**Given request 1**
According to the fishing report, how much did Josh's personal best bluecat weigh?

# Jan 3rd Startin the New Year off Right.



## firecat (Apr 7, 2004)

Josh and I headed to Tanners creek this morning. Got setup on our first spot and before I had the 3rd rod out we had a 4lb channel in the boat. We had lots of bites and didn't boat anymore fish so we moved on to another spot and bam busted a 3.7 blue. We looked around at a couple of more spots and had lots of taps but the fish just weren't taking the baits. I was starting to get depressed. You know the old you can't catch hardly anything on a dropping river deal. Well I am here to tell you it can happen. Josh and I looked around at another spot and were just marking fish all over the place. We setup and were getting a few taps and nothing. So I told Josh lets move. He bent over and started reeling in one of his poles when one of the other poles went tap tap and then just started burning drag. After a good fight Josh wrapped the fish in two other lines. We layed the net under Josh's personal Best Bluecat at 28.3lbs. He was definitely happy. Oh yeah and while we were fighting that fish we had another rod go down as well. I caught this one It went 13lbs. At this point in time I think I had a whopping one rod out of 6 out and had one heck of a mess in the boat. Got everything untangled and casted back out and fish weighed and pictures taken. Josh has another rod go down hard. Another good fight results in him only entangling one rod this time and another 20lb bluecat. The boy put it on the old man today. Totals were as follows. 

Josh- 28.3lb Bluecat
20lb Bluecat
4lb channel

Larry 3lb Bluecat
13lb Bluecat
9lb Bluecat
7lb Bluecat 
4.7lb Bluecat

Totals 89lbs of Catfish. I'll take that on a dropping river anyday.

**Given request 2**
Recast every line of the listing below as a Markdown table with the columns Row and Line, numbering each row and skipping blank lines. Leave the pictures out of the answer.

**Given data**
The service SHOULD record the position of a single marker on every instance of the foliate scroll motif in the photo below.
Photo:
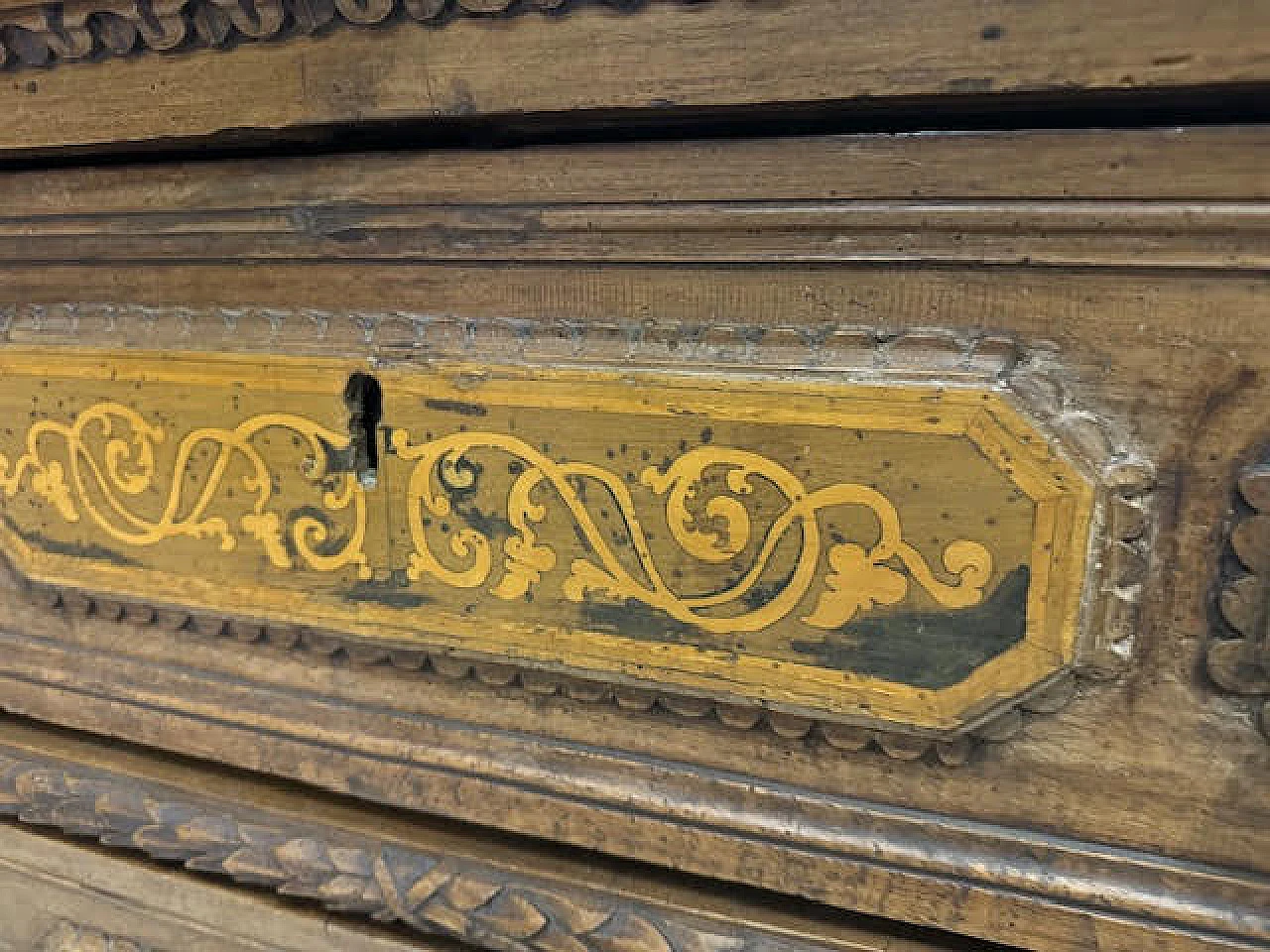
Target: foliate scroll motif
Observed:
(100, 463)
(888, 553)
(1241, 664)
(857, 579)
(94, 466)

**Solution 1**
28.3 lbs

**Solution 2**
| Row | Line |
|---|---|
| 1 | The service SHOULD record the position of a single marker on every instance of the foliate scroll motif in the photo below. |
| 2 | Photo: |
| 3 | Target: foliate scroll motif |
| 4 | Observed: |
| 5 | (100, 463) |
| 6 | (888, 553) |
| 7 | (1241, 664) |
| 8 | (857, 579) |
| 9 | (94, 466) |